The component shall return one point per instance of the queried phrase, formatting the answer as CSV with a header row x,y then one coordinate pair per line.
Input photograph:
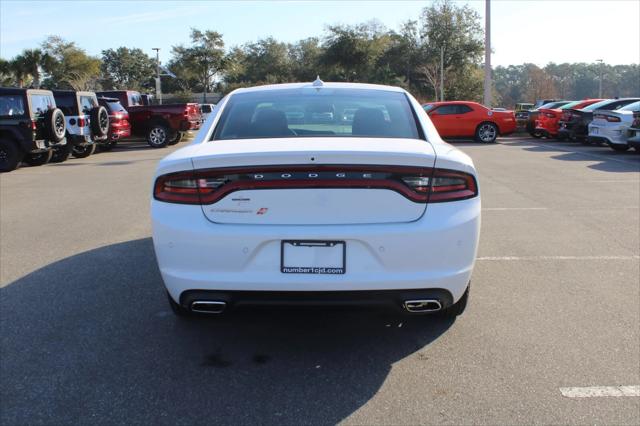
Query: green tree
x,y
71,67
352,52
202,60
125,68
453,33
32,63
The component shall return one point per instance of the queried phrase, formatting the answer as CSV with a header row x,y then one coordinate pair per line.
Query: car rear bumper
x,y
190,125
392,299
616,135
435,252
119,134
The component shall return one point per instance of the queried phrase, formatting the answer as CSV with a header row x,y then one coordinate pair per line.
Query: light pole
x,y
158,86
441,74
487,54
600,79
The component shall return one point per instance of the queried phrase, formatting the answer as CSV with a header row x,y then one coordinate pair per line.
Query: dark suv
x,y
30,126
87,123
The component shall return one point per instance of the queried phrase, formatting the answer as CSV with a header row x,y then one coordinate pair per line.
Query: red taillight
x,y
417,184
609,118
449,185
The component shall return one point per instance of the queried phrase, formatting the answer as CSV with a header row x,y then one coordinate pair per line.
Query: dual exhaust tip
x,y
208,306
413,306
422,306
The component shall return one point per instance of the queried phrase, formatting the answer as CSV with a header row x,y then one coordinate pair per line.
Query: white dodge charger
================
-- WHAT THE TASK ASKS --
An exact copy of the material is required, minus the pictures.

-- RESPONSE AREA --
The component shall return one point per instance of the queried phrase, formatting the answer as CSV with a header row x,y then one coordinate pair per line.
Input photograph:
Query: green tree
x,y
71,67
352,52
202,60
125,68
453,33
32,63
The component shall return one point per instance of the queried phrase, formatting the answer as CSV with a header row x,y then one coordinate pair per line.
Query: car rear bumper
x,y
190,125
392,299
616,135
435,252
119,134
The component shall return one point per instance of the queried phrase, formatting the answer as CSV with a header row x,y then one coordinate pair per line.
Query: light pole
x,y
158,86
441,74
487,54
600,79
The component shall return one point per instance of the queried phrase, formatting the answer as CSV with a header row x,y then one coordinate pair per line.
Query: dark suv
x,y
30,126
87,123
The component shall return one point per instance of the queried phrase, formatting the answer as CSV with a header row x,y then one coordinate pair per line.
Query: red taillight
x,y
417,184
609,118
449,185
The component shall return one point per instance of the queried phrase, formatting the answer as CSV with a header row x,y then one coordinate pair per line.
Query: dual exhaust tip
x,y
208,306
413,306
422,306
The component shall return one point per instance of the queried phrase, formatting the answer as CSV with a header row x,y then one coordinate pair per line.
Query: white dodge charger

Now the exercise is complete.